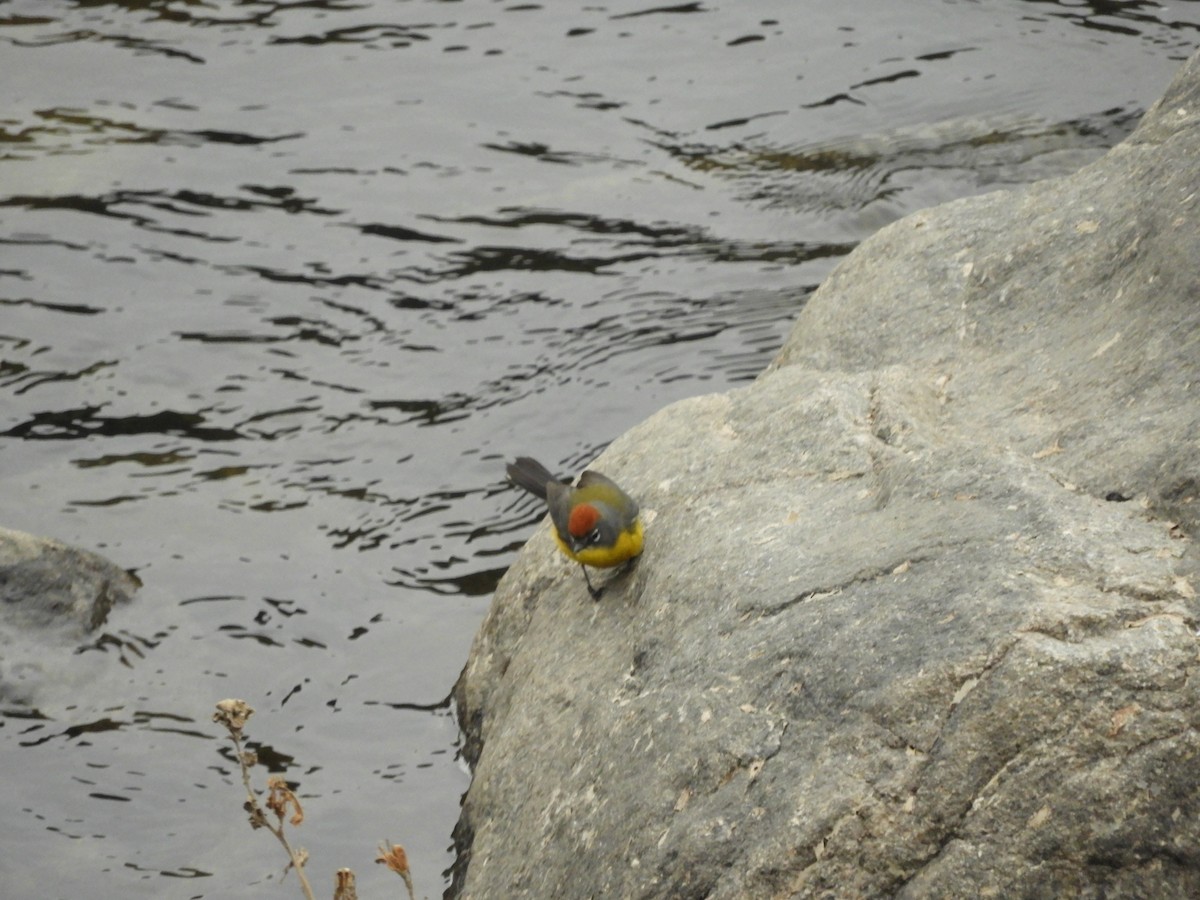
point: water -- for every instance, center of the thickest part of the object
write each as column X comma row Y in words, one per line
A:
column 282, row 285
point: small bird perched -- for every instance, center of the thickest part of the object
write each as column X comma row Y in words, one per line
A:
column 595, row 522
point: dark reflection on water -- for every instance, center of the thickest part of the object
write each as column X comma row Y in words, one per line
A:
column 283, row 285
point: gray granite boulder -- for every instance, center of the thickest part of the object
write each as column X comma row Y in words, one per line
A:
column 917, row 613
column 52, row 595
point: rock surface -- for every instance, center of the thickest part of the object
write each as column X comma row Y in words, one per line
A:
column 917, row 612
column 51, row 595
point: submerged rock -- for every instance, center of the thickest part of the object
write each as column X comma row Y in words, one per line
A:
column 51, row 595
column 916, row 615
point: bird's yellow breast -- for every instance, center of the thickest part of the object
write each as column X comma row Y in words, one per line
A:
column 629, row 545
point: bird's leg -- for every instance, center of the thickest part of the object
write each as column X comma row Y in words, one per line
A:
column 595, row 592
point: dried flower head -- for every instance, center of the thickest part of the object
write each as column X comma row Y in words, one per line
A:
column 233, row 714
column 395, row 858
column 280, row 798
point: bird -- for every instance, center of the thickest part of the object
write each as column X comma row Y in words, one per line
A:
column 595, row 522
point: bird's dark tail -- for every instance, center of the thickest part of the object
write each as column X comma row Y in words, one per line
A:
column 529, row 474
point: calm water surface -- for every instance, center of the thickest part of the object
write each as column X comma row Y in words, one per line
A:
column 283, row 283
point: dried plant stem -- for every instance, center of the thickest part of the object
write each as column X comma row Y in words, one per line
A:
column 233, row 714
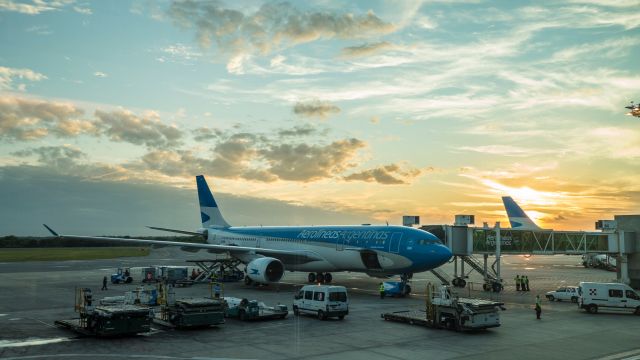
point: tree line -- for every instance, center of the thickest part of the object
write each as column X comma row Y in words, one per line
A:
column 12, row 241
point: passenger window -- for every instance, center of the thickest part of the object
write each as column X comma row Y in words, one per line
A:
column 615, row 293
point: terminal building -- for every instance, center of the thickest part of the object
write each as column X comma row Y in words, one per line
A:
column 617, row 238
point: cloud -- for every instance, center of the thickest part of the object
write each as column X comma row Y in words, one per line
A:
column 83, row 10
column 39, row 30
column 304, row 162
column 101, row 207
column 35, row 7
column 272, row 27
column 507, row 150
column 125, row 126
column 316, row 108
column 26, row 119
column 63, row 158
column 205, row 134
column 298, row 131
column 258, row 157
column 9, row 75
column 179, row 53
column 367, row 49
column 391, row 174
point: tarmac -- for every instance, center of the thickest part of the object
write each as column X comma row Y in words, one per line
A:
column 35, row 294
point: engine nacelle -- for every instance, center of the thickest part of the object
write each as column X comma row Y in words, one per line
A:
column 265, row 270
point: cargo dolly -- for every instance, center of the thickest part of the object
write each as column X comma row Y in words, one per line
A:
column 244, row 309
column 190, row 313
column 444, row 310
column 106, row 321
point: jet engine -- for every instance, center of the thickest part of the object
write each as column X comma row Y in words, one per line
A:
column 265, row 270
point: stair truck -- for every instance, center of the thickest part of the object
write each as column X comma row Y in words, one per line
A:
column 122, row 276
column 106, row 321
column 445, row 310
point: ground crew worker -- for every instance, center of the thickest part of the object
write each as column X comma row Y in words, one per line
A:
column 538, row 307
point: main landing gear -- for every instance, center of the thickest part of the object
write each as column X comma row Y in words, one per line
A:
column 323, row 278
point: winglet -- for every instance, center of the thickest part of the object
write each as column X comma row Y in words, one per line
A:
column 51, row 230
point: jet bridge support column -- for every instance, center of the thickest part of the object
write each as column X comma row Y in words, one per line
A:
column 622, row 256
column 486, row 258
column 498, row 249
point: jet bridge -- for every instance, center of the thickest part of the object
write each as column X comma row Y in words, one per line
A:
column 467, row 242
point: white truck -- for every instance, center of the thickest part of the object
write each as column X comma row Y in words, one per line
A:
column 322, row 300
column 608, row 296
column 446, row 310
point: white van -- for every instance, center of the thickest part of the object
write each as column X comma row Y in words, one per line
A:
column 609, row 296
column 323, row 300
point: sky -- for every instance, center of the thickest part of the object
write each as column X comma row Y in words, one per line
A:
column 310, row 113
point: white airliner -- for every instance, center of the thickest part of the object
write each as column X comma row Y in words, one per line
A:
column 519, row 220
column 267, row 251
column 517, row 217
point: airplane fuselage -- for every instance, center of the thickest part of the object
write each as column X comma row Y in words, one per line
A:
column 371, row 249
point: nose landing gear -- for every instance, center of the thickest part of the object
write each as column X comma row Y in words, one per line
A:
column 323, row 278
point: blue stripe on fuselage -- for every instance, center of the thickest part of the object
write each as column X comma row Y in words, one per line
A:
column 414, row 244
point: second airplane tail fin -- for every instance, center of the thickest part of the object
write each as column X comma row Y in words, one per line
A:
column 209, row 211
column 517, row 217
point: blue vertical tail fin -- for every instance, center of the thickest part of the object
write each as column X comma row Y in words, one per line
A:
column 517, row 217
column 209, row 211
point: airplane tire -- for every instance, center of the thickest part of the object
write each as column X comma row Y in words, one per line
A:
column 328, row 278
column 407, row 290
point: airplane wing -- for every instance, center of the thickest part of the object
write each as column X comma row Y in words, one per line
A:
column 287, row 257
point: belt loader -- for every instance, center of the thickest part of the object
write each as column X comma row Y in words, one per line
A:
column 444, row 310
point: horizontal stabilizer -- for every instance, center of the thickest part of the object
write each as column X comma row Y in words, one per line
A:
column 175, row 231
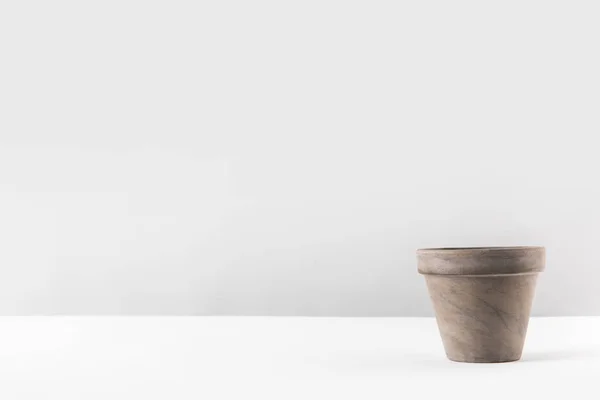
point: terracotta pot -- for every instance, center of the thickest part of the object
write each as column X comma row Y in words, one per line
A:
column 482, row 298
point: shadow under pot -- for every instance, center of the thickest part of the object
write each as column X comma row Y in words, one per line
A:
column 482, row 298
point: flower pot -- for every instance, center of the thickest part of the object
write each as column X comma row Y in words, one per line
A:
column 482, row 298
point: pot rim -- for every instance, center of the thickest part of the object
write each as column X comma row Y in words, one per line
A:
column 476, row 249
column 479, row 261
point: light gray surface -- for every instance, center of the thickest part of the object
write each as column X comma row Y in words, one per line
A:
column 287, row 158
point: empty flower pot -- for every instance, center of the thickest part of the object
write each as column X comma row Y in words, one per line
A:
column 482, row 298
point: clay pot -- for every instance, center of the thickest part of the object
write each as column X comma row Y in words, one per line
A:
column 482, row 298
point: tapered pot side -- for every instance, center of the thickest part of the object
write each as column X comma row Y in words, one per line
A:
column 482, row 298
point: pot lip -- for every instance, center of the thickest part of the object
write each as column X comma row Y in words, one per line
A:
column 484, row 249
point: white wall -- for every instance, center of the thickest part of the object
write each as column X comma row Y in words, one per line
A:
column 287, row 158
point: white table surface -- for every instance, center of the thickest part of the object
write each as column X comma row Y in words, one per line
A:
column 282, row 358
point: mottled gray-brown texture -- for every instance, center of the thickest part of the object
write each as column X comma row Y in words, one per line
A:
column 482, row 298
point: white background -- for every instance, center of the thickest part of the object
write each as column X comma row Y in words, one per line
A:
column 287, row 158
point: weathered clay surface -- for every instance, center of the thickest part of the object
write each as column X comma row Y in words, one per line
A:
column 482, row 299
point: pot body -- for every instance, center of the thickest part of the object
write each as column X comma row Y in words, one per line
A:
column 482, row 299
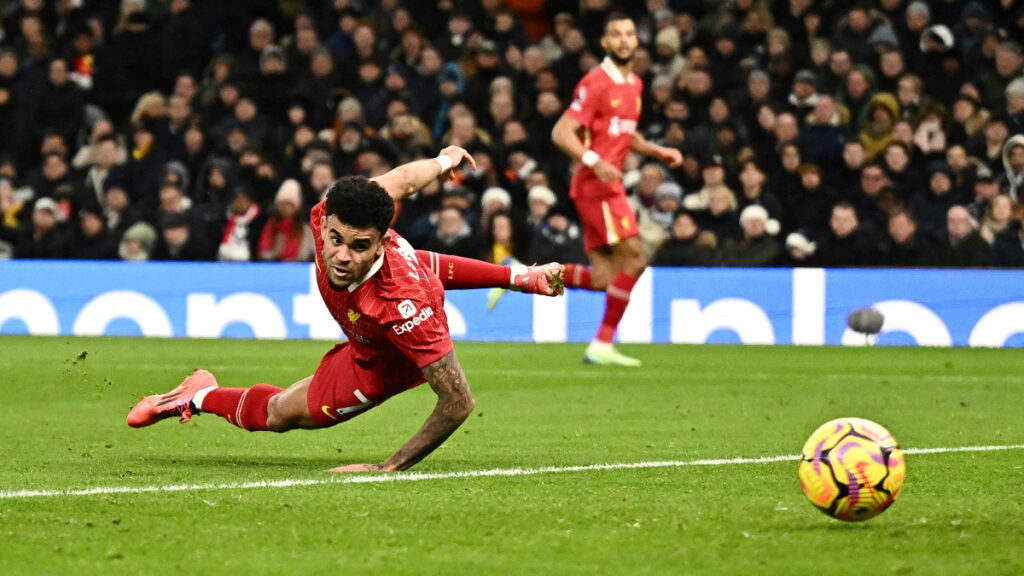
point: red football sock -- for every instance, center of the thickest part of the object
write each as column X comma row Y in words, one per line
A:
column 457, row 273
column 245, row 408
column 577, row 276
column 615, row 300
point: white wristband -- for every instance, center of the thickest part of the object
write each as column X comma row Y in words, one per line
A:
column 444, row 161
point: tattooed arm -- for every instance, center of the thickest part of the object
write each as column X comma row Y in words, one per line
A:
column 455, row 403
column 408, row 178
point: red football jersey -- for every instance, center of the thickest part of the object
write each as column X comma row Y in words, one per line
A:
column 608, row 107
column 394, row 318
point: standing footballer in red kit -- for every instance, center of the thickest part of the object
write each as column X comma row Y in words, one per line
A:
column 598, row 130
column 389, row 303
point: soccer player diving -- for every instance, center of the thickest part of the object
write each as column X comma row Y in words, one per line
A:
column 389, row 300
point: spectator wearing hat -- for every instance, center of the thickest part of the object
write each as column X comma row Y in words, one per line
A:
column 424, row 228
column 687, row 245
column 407, row 134
column 89, row 239
column 42, row 238
column 799, row 250
column 655, row 220
column 453, row 235
column 961, row 246
column 180, row 240
column 137, row 243
column 997, row 217
column 854, row 159
column 804, row 95
column 721, row 217
column 540, row 200
column 758, row 246
column 503, row 238
column 853, row 32
column 994, row 80
column 316, row 87
column 712, row 174
column 845, row 243
column 873, row 197
column 986, row 188
column 1013, row 164
column 12, row 217
column 857, row 93
column 108, row 155
column 1008, row 250
column 931, row 205
column 883, row 39
column 754, row 190
column 285, row 237
column 883, row 112
column 487, row 59
column 758, row 92
column 892, row 67
column 903, row 245
column 241, row 235
column 725, row 55
column 823, row 135
column 494, row 199
column 558, row 239
column 807, row 205
column 905, row 178
column 59, row 104
column 1015, row 106
column 969, row 120
column 669, row 63
column 261, row 35
column 52, row 172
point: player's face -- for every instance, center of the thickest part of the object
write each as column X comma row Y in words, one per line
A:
column 349, row 252
column 620, row 40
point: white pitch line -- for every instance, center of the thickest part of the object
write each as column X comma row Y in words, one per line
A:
column 414, row 477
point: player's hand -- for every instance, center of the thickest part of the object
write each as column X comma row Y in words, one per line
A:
column 457, row 155
column 358, row 468
column 607, row 172
column 671, row 156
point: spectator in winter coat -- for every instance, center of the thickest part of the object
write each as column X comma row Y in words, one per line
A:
column 963, row 246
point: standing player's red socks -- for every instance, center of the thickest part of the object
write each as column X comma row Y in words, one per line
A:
column 245, row 408
column 615, row 299
column 457, row 273
column 577, row 276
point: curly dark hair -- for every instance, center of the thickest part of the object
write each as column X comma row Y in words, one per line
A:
column 360, row 203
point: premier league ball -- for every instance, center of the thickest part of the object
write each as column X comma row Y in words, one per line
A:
column 852, row 468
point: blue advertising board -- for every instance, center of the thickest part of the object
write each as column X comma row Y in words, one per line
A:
column 938, row 307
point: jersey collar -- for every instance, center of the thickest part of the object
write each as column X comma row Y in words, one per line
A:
column 373, row 270
column 611, row 70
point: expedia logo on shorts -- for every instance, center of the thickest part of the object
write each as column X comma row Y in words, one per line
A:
column 414, row 322
column 407, row 309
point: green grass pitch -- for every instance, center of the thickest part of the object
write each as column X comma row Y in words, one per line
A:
column 65, row 401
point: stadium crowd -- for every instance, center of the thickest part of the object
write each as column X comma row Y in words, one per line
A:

▶ Assignment: For each line in the entries that holds "dark", return that line.

▶ Solution to the problem:
point: dark reflection on water -- for every instance, center of the thickest part of the object
point: bird's dark tail -- for every instance, center of the thickest part of the object
point: curly dark hair -- for every instance, center of the thickest part of the object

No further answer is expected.